[Your objective]
Below are some entries; reproduce them exactly and leave every picture out.

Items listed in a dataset
*** Begin section ***
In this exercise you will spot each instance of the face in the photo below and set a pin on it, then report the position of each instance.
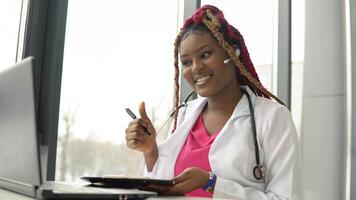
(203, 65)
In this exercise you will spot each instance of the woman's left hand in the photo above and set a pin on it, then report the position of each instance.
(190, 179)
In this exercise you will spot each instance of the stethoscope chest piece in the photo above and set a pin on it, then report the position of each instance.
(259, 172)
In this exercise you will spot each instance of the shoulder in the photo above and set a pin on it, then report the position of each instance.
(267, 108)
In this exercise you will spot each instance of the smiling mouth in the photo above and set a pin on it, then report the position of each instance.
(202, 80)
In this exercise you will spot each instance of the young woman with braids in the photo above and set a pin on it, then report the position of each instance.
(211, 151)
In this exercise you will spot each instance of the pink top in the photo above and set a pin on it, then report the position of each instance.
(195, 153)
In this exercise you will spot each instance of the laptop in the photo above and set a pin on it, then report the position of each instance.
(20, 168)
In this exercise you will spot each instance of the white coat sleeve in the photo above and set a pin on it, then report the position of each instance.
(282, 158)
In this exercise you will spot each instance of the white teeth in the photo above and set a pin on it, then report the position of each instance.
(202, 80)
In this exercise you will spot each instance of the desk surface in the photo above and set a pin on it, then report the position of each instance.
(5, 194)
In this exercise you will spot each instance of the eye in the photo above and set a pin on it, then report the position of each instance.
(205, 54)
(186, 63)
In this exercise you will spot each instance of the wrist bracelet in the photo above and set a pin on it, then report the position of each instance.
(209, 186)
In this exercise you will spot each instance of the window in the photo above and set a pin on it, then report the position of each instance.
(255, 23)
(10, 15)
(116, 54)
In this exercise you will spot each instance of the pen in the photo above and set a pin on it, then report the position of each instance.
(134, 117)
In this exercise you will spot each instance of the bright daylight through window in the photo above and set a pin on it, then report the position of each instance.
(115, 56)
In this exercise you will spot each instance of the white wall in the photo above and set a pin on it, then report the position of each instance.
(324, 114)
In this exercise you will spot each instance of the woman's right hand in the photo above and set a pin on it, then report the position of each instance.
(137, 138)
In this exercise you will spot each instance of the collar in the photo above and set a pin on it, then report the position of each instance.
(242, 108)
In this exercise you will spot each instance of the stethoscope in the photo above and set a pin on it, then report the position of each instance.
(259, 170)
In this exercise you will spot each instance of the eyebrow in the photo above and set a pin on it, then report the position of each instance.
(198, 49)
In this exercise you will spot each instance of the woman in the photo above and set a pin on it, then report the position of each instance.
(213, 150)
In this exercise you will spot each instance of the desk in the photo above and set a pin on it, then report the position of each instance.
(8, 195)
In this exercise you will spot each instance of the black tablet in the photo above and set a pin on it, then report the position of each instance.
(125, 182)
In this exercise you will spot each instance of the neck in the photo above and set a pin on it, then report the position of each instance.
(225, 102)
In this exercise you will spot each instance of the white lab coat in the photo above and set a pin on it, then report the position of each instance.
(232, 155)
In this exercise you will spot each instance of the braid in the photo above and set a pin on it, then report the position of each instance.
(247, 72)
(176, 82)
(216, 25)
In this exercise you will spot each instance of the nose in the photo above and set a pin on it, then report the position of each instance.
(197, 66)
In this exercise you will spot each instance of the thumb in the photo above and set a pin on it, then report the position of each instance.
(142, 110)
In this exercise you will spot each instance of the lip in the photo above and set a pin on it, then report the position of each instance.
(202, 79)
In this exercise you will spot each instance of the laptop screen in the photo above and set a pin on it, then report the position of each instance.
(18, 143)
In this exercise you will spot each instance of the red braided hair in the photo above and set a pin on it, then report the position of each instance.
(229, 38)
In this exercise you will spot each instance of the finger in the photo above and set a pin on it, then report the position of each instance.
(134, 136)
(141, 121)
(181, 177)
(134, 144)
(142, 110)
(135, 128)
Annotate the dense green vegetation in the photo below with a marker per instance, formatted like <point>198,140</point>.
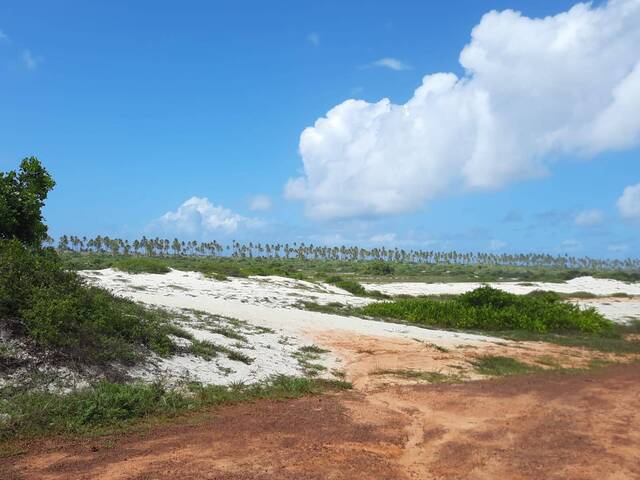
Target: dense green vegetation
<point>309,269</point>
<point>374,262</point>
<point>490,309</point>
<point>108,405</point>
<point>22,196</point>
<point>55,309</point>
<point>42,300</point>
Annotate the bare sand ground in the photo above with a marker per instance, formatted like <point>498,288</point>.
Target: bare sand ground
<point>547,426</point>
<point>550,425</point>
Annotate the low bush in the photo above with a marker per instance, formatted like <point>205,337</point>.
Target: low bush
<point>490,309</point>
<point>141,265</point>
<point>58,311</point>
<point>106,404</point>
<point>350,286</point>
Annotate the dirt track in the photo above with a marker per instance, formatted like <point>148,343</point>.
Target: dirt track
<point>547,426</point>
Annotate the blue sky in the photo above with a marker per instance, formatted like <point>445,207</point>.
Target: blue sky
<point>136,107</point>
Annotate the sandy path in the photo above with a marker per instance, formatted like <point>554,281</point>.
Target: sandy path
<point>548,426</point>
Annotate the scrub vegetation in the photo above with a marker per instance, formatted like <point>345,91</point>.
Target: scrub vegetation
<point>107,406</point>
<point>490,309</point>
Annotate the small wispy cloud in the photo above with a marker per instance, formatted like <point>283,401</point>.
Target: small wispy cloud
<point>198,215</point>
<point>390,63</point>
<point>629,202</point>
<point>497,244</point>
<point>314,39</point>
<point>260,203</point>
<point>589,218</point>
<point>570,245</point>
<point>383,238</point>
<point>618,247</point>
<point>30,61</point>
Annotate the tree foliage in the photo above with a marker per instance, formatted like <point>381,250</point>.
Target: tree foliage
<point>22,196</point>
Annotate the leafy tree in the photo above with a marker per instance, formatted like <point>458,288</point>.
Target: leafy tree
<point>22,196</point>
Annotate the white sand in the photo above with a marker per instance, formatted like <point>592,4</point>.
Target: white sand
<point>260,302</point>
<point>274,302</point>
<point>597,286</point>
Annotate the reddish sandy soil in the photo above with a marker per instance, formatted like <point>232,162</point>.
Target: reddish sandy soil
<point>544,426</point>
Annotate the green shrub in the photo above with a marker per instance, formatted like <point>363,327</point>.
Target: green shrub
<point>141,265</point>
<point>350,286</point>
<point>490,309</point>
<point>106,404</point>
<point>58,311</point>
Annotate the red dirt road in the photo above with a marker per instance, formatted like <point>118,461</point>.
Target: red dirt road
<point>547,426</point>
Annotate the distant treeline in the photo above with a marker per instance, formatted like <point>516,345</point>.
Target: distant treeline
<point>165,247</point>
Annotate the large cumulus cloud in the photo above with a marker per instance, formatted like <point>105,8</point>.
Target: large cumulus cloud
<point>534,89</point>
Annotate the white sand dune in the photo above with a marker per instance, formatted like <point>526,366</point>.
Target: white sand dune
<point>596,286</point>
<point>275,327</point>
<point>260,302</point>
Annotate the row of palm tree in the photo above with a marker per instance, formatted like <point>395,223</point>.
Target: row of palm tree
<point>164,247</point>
*** End section ***
[Solution to this exercise]
In this exercise you will spot each instance of the face in the photo below and set a pin on it, then report the position of each instance.
(203, 65)
In this exercise you will spot each instance of the woman's left hand in the photo above and set a pin on it, then report the position of each instance.
(190, 179)
In this exercise you will spot each instance of the stethoscope chest piece in the photo above and set a pin on it, then report the position of each instance.
(259, 172)
In this exercise you will spot each instance of the shoulder in the photo above and set a pin on it, then report the position of each instance.
(267, 108)
In this exercise you will spot each instance of the smiling mouth in the photo above and set a pin on it, then report the position of each instance.
(202, 80)
In this exercise you will spot each instance of the young woman with braids in the photo above and set a pin on it, then report the position of each instance.
(211, 151)
In this exercise you will spot each instance of the pink top in the photo above and set a pin on it, then report the position of each instance.
(195, 153)
In this exercise you will spot each instance of the laptop in the photo above and set a pin on it, then report the position of each instance.
(20, 168)
In this exercise you will spot each instance of the white coat sleeve in the photo above and set a pin on it, then report the position of each instance.
(282, 158)
In this exercise you will spot each instance of the white teeth in the photo above and set a pin on it, then report the position of each instance.
(202, 80)
In this exercise you will spot each instance of the desk surface in the photo above and set a pin on it, then report the position of each instance.
(5, 194)
In this exercise you will spot each instance of the eye in the photo above and set a pin on it, then report the position of each instance.
(205, 54)
(186, 63)
In this exercise you will spot each instance of the wrist bracelet in the photo above and set a pin on it, then report the position of each instance.
(209, 186)
In this exercise you will spot each instance of the window in the photo above and set a pin on it, then report the position of each instance.
(255, 23)
(10, 15)
(116, 54)
In this exercise you will spot each instance of the pen in the photo above and set a pin on it, then report the position of each instance.
(134, 117)
In this exercise you will spot each instance of the bright daylight through window in the photo above and set a pin on it, then report the position of each instance.
(115, 56)
In this exercise you will spot each instance of the white wall in the photo above and set a pin on it, then report the position of each instance.
(324, 114)
In this exercise you will spot each instance of the woman's right hand in the photo above and set a pin on it, then report the position of each instance.
(137, 138)
In this exercise you will spot each instance of the collar in the photo above and set a pin on it, then report the position of each instance.
(242, 108)
In this exercise you will spot each instance of the stethoscope in the photo above and set a pin on it, then report the position of each instance.
(259, 170)
In this exercise you will spot each instance of the eyebrow in the photo above and set a pin on it, then report the position of each instance.
(198, 49)
In this exercise you will spot each instance of the woman in the photo above and set a pin on it, then report the position of each instance.
(213, 150)
In this exercise you will spot each instance of the desk in the photo above and set a pin on it, then report the position of each instance.
(8, 195)
In this exercise you will spot each instance of the black tablet in the photo above and set a pin on it, then report the position of each instance.
(125, 182)
In this exercise you will spot each instance of the neck in the photo above and set a pin on it, then report the position of each instance.
(225, 102)
In this exercise you will spot each instance of the white lab coat in the photo above and set a pin on it, then report the position of each instance.
(232, 155)
In this exercise you will spot each instance of the braid in the photo above and set a pin on it, then report the position of each instance.
(247, 72)
(176, 82)
(216, 25)
In this exercise you will spot each instance of the nose in the photo above and set a pin on it, then report the position of each instance.
(197, 66)
In this exercise you will spot each instance of the thumb in the photo above and set a pin on it, then report the position of each instance.
(142, 110)
In this exercise you will spot each instance of the lip in the photo above and set a pin on it, then report the position of each instance.
(202, 79)
In this exercise you will spot each instance of the laptop screen in the photo above and set a pin on it, then report the position of each instance.
(18, 143)
In this exercise you will spot each instance of the red braided hair in the photo above and set a pin on it, then report the position of each instance.
(229, 38)
In this exercise you will spot each instance of the finger in the photo above and set a pin on it, then report the position of each instance.
(134, 136)
(141, 121)
(181, 177)
(134, 144)
(142, 110)
(135, 128)
Annotate the dense green vegetation in the photo below with a marker per instance, formatted like <point>198,140</point>.
Target: dense green vegetation
<point>309,269</point>
<point>374,262</point>
<point>490,309</point>
<point>108,405</point>
<point>22,196</point>
<point>55,309</point>
<point>42,300</point>
Annotate the bare sand ground in the photo above with a marker per instance, formatted like <point>498,288</point>.
Target: bare sand ground
<point>547,426</point>
<point>550,425</point>
Annotate the low bush in the photo above with a marker per instance, formatted like <point>205,337</point>.
Target: low bush
<point>490,309</point>
<point>141,265</point>
<point>58,311</point>
<point>106,404</point>
<point>350,286</point>
Annotate the dirt track in the photo above with a marker per instance, formatted like <point>148,343</point>.
Target: dirt track
<point>547,426</point>
Annotate the blue sky in the photo above with a marker per instance, formatted like <point>445,207</point>.
Target: blue sky
<point>136,107</point>
Annotate the sandy path in the photo above with a marker per instance, formatted like <point>554,281</point>.
Target: sandy path
<point>548,426</point>
Annotate the scrub vegetation in the photo above with a marker per instance, formatted like <point>345,91</point>.
Target: scrub vegetation
<point>107,406</point>
<point>490,309</point>
Annotate the small wispy cloud in the photo above with a marker per instance, formatted like <point>283,401</point>.
Target: small wispy cloud
<point>198,215</point>
<point>390,63</point>
<point>629,202</point>
<point>497,244</point>
<point>314,39</point>
<point>260,203</point>
<point>589,218</point>
<point>570,245</point>
<point>383,238</point>
<point>618,247</point>
<point>30,61</point>
Annotate the tree foliage in the photo above with a marker per instance, formatted like <point>381,250</point>.
Target: tree foliage
<point>22,196</point>
Annotate the leafy tree in the photo above with a marker per instance, formatted like <point>458,288</point>.
Target: leafy tree
<point>22,196</point>
Annotate the white sand in the photo above with a marker per instance, formatted like <point>592,4</point>.
Target: white sand
<point>260,302</point>
<point>274,302</point>
<point>597,286</point>
Annotate the reddish sandy soil in the photo above with a marker per instance, formatted like <point>232,162</point>.
Target: reddish sandy soil
<point>544,426</point>
Annotate the green shrub in the photo above with a marker per instance, formatted like <point>363,327</point>.
Target: green shrub
<point>141,265</point>
<point>350,286</point>
<point>490,309</point>
<point>106,404</point>
<point>58,311</point>
Annotate the red dirt road in the photo above with a marker per instance, formatted like <point>118,461</point>.
Target: red dirt road
<point>547,426</point>
Annotate the distant treeline in the photo above with a marker per instance, formatted like <point>516,345</point>.
Target: distant treeline
<point>165,247</point>
Annotate the large cumulus cloud in the photo above with a marker per instance, formatted like <point>105,8</point>.
Target: large cumulus cloud
<point>534,89</point>
Annotate the white sand dune in the photo above with a marker per instance, formatted like <point>526,366</point>.
Target: white sand dune
<point>596,286</point>
<point>275,327</point>
<point>260,302</point>
Annotate the row of palm tree in the photo above with a marker per instance, formatted like <point>395,223</point>.
Target: row of palm tree
<point>164,247</point>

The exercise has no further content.